- _Task objective_:
Every line of the data is to be retyped exactly.

- _Source material_:
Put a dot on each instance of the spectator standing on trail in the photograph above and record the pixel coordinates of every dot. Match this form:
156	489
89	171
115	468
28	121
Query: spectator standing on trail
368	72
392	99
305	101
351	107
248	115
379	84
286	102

- _Response box_:
Put a dot on each instance of the spectator standing on trail in the photograph above and record the pixel coordinates of every dot. Match this form:
156	489
89	171
115	468
28	121
Query: spectator standing on trail
368	72
392	99
305	101
351	107
248	115
379	84
286	102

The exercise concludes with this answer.